▶ [What this task involves] Take the lines in the listing below from the line with "Target: ski slope" up to and including the line with "Target: ridged meringue surface" and set them down exactly, skipping pictures and adding nothing.

--- --- ---

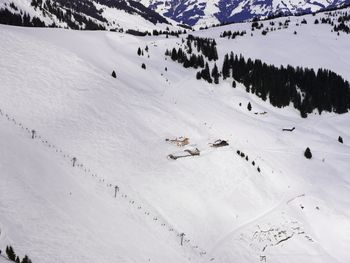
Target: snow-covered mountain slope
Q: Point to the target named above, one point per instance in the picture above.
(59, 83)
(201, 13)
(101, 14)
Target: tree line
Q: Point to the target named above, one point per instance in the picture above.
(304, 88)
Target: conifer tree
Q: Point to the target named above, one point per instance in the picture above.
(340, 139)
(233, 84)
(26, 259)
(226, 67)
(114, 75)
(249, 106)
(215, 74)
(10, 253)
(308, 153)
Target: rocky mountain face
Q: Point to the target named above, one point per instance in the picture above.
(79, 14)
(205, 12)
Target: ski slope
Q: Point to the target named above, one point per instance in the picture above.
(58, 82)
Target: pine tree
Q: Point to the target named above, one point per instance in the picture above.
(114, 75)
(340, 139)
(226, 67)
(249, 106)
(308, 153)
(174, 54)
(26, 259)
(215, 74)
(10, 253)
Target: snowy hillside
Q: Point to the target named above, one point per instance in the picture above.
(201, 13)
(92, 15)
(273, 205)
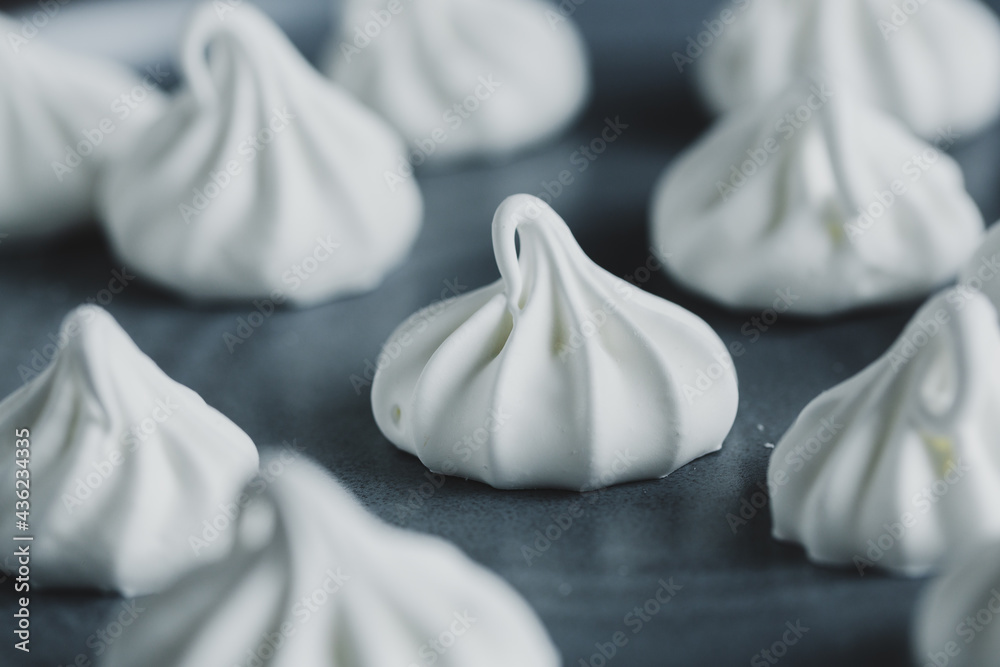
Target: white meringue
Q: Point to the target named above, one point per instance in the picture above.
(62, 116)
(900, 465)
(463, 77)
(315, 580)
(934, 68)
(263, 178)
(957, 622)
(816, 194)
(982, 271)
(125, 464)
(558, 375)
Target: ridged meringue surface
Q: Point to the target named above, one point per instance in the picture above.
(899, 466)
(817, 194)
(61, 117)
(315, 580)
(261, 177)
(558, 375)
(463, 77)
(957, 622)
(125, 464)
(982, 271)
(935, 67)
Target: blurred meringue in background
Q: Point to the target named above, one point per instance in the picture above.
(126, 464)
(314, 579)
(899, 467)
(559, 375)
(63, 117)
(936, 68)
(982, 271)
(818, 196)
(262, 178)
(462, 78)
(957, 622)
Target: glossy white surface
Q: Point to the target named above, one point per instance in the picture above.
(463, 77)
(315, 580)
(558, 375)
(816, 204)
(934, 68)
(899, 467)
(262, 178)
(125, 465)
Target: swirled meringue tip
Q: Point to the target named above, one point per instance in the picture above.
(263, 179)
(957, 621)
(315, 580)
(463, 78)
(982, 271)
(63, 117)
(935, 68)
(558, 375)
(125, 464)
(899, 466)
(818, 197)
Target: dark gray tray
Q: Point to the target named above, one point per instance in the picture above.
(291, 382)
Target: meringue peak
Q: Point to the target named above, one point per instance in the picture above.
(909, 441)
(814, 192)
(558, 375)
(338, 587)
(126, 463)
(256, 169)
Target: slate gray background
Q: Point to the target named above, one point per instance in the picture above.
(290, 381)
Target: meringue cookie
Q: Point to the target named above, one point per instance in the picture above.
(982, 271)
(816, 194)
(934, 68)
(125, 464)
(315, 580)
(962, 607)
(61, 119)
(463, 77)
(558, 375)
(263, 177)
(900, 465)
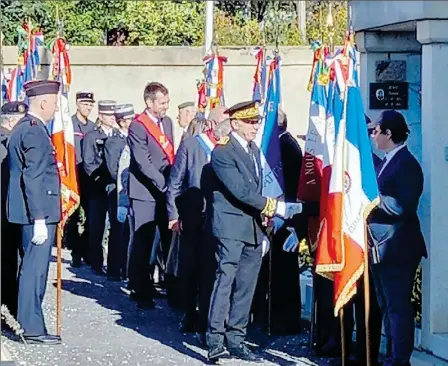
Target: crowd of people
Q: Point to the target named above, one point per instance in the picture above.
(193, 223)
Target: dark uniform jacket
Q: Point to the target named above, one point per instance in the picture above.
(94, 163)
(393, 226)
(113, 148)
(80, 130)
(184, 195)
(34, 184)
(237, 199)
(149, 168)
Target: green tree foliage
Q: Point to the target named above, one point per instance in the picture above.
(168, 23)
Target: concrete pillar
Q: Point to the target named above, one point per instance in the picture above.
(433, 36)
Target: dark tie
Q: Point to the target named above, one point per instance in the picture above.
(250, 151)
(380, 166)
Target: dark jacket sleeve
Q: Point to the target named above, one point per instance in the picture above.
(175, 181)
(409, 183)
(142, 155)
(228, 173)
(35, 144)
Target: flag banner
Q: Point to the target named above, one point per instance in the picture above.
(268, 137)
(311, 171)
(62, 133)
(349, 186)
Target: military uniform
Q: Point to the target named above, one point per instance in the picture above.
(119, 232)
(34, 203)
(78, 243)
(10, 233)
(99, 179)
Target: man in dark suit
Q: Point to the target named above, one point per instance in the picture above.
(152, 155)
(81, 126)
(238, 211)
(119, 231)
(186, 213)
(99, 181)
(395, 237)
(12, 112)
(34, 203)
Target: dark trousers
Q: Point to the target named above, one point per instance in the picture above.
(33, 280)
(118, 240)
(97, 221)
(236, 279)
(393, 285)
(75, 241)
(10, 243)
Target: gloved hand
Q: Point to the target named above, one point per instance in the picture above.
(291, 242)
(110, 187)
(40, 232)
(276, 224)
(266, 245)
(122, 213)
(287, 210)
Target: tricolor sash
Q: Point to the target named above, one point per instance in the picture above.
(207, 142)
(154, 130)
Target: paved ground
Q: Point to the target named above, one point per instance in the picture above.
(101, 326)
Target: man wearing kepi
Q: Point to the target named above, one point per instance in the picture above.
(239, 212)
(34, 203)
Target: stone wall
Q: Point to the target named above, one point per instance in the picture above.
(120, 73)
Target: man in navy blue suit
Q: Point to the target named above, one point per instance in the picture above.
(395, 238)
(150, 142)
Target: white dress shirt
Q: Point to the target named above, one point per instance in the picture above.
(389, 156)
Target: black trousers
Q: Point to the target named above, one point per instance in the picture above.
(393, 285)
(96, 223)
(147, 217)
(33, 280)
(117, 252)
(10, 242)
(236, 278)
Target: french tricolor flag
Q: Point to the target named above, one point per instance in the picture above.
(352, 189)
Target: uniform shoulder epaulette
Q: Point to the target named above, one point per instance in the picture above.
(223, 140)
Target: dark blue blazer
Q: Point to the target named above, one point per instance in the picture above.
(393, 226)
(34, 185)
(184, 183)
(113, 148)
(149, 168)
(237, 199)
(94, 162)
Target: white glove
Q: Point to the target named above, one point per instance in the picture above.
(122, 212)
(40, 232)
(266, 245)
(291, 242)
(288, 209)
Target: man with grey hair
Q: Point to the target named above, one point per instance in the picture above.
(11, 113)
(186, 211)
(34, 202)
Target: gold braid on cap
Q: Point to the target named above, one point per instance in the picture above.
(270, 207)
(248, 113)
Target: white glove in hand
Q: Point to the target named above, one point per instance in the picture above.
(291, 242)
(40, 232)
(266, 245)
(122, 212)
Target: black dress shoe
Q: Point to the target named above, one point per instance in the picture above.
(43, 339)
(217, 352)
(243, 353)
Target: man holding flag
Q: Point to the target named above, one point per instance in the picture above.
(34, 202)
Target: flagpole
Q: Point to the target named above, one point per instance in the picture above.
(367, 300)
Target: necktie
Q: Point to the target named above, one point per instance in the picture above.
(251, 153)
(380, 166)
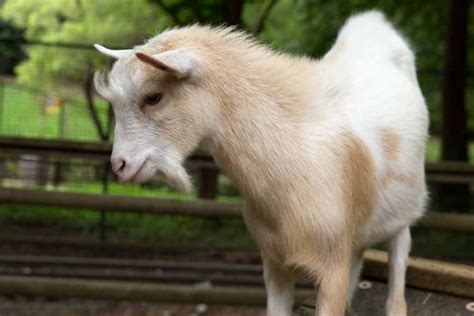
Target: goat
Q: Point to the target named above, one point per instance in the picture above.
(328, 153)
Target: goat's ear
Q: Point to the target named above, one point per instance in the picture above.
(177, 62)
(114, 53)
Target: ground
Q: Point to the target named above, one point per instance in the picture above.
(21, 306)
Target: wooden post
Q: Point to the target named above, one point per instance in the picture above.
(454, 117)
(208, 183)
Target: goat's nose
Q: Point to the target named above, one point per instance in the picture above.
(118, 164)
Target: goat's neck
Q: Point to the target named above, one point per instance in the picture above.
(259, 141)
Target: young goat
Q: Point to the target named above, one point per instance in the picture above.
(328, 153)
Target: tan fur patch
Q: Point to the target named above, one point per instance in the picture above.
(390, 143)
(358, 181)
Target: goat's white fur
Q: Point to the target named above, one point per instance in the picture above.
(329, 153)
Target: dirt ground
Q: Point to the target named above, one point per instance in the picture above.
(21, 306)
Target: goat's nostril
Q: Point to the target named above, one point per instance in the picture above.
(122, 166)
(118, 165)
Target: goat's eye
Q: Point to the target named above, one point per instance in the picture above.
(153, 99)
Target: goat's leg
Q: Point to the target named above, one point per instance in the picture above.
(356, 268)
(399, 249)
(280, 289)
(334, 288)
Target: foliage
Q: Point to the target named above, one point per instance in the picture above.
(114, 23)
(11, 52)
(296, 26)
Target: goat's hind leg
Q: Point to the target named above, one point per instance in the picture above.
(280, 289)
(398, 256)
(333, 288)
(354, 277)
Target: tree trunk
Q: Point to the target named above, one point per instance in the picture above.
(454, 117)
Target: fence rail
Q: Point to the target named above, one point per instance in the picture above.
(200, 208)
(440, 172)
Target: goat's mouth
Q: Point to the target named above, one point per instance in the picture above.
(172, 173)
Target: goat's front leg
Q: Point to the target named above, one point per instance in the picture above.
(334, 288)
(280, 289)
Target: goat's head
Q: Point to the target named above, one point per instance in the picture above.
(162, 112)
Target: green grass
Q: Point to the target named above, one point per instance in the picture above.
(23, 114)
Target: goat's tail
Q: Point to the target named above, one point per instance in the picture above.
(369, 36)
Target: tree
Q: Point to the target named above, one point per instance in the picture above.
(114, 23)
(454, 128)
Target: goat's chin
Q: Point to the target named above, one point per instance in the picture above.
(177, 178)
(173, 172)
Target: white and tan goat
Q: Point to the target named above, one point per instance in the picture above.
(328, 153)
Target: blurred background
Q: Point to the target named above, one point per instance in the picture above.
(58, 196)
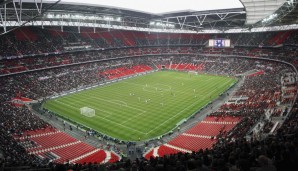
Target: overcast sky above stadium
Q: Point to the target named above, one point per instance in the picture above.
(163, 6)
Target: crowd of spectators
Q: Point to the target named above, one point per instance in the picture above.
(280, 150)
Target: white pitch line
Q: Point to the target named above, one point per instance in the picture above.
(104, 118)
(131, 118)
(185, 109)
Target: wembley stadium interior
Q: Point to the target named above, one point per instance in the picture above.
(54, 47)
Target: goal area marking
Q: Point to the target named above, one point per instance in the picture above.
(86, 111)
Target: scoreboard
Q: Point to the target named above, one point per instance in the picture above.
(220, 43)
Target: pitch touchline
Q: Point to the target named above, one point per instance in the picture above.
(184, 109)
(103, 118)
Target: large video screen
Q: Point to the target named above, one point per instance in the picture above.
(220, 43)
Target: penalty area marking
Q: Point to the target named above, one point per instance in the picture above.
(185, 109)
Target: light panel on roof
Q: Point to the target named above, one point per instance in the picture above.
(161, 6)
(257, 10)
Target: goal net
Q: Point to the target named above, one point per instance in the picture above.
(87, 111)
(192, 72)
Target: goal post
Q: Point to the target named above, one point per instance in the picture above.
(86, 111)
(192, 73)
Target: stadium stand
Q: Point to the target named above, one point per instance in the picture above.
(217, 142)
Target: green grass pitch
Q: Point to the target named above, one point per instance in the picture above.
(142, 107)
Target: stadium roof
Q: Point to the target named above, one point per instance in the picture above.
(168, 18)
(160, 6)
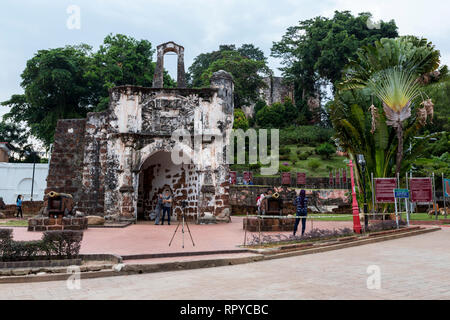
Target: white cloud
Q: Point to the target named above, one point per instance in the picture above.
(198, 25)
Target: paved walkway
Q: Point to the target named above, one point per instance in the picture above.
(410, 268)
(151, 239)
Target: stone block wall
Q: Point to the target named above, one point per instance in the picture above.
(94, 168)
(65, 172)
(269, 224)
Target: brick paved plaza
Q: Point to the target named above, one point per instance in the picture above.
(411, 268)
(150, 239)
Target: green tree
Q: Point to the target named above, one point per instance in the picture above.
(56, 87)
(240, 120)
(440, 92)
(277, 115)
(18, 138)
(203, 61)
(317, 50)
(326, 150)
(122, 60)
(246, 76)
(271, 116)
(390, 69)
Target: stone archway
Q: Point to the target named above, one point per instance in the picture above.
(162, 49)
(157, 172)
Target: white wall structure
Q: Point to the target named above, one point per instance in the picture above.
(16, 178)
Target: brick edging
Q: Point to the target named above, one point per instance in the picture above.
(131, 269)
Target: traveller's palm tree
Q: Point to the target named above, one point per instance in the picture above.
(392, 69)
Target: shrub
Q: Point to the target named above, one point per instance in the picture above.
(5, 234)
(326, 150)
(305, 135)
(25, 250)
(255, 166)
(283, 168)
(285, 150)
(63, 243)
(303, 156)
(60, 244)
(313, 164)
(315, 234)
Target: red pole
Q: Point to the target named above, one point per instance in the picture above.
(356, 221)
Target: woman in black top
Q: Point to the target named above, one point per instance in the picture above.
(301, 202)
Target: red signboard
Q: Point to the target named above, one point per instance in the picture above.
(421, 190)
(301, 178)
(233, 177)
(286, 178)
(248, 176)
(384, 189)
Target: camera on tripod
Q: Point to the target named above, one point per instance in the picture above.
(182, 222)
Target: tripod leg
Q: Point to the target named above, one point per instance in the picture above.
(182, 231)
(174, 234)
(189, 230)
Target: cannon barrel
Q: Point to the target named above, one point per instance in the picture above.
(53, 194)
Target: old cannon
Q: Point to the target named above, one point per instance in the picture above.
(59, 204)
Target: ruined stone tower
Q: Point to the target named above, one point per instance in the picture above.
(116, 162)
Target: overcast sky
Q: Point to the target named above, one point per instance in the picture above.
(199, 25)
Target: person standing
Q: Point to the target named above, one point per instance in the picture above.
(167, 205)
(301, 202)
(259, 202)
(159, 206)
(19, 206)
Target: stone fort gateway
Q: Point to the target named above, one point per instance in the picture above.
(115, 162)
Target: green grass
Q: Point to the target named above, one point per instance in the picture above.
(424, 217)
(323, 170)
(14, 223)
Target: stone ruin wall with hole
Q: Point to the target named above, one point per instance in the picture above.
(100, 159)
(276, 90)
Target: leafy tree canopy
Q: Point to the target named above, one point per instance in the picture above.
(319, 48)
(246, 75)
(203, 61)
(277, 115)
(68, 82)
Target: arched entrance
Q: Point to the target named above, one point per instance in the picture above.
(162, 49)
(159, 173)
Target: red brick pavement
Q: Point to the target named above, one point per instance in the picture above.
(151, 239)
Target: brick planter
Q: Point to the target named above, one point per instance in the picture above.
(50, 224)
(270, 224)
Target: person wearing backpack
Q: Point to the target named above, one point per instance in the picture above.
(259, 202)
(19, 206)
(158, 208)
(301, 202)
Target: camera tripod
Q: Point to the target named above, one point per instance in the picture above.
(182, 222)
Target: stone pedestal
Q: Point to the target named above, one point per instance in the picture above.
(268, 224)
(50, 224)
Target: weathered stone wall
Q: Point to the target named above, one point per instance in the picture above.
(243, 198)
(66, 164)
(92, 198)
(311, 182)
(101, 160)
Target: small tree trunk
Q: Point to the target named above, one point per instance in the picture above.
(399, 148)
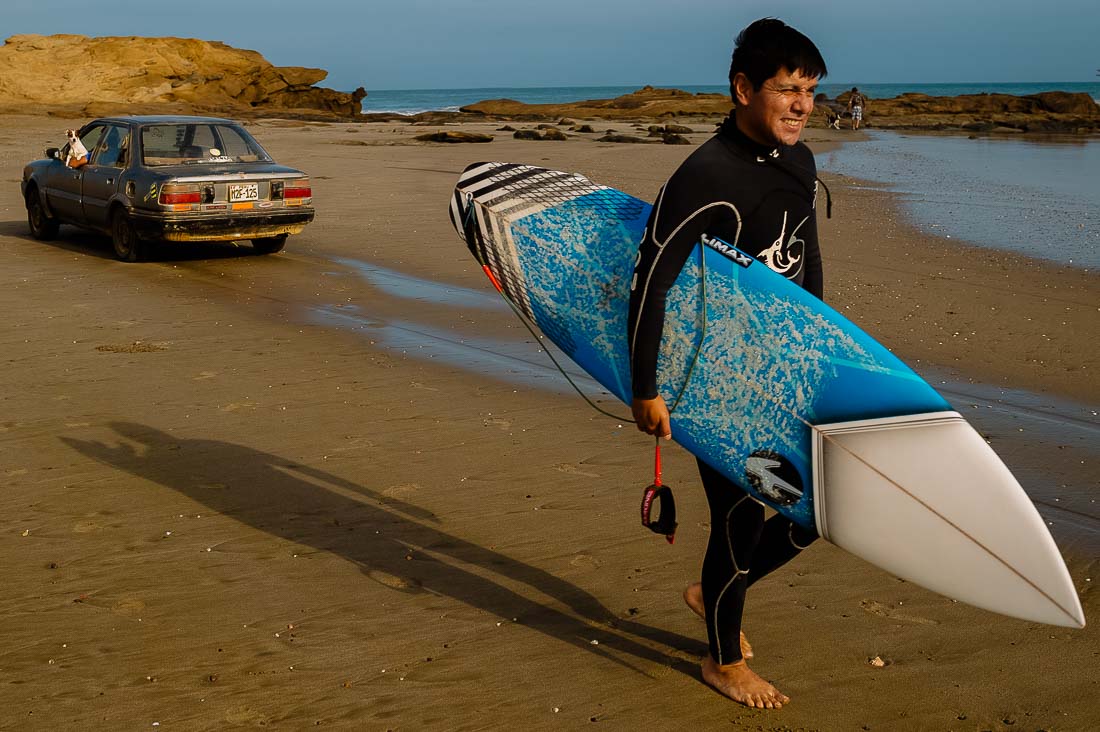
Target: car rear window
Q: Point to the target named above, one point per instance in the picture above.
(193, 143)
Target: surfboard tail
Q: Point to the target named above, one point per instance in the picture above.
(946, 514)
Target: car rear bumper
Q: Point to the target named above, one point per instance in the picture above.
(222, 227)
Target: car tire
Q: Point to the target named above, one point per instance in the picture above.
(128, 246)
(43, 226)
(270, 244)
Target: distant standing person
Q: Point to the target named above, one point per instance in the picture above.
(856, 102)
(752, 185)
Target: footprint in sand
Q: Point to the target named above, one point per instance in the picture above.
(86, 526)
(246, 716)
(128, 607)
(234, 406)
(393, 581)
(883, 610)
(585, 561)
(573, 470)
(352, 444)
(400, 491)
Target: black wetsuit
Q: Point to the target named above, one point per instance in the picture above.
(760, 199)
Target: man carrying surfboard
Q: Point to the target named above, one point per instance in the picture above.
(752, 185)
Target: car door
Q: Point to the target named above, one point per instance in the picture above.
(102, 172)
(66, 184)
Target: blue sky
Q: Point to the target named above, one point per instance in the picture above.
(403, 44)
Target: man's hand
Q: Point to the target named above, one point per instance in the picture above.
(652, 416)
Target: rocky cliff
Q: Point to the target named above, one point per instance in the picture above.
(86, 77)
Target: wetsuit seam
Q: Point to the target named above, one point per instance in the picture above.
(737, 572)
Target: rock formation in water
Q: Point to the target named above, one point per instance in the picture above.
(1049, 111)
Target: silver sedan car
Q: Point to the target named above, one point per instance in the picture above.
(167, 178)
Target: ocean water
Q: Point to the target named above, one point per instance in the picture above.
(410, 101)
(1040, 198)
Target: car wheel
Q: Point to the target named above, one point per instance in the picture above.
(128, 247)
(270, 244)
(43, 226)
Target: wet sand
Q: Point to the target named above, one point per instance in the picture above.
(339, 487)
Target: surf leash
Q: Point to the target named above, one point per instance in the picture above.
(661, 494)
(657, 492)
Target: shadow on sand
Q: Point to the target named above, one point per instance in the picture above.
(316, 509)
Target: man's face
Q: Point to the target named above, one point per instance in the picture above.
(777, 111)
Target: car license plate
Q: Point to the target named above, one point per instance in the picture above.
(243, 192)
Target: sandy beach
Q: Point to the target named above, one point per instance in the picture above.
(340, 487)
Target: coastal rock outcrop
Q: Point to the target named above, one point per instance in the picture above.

--- --- ---

▶ [Written answer]
Target: ski slope
Q: Point to the target named above, one point per instance in the picture above.
(58, 82)
Target: pine tree
Q: Point to the target named above, one point per instance in the picture above.
(114, 75)
(340, 139)
(226, 67)
(249, 106)
(308, 153)
(174, 54)
(26, 259)
(215, 74)
(10, 253)
Target: snowy hillside
Q: Point to the target named above, one point per instance in the picture above.
(201, 13)
(92, 15)
(273, 205)
Target: white meringue
Q: Point to the target named above, one point per instance in the picture above.
(62, 116)
(900, 465)
(463, 77)
(315, 580)
(934, 68)
(263, 178)
(957, 622)
(816, 194)
(982, 271)
(125, 464)
(558, 375)
Target: ridged meringue surface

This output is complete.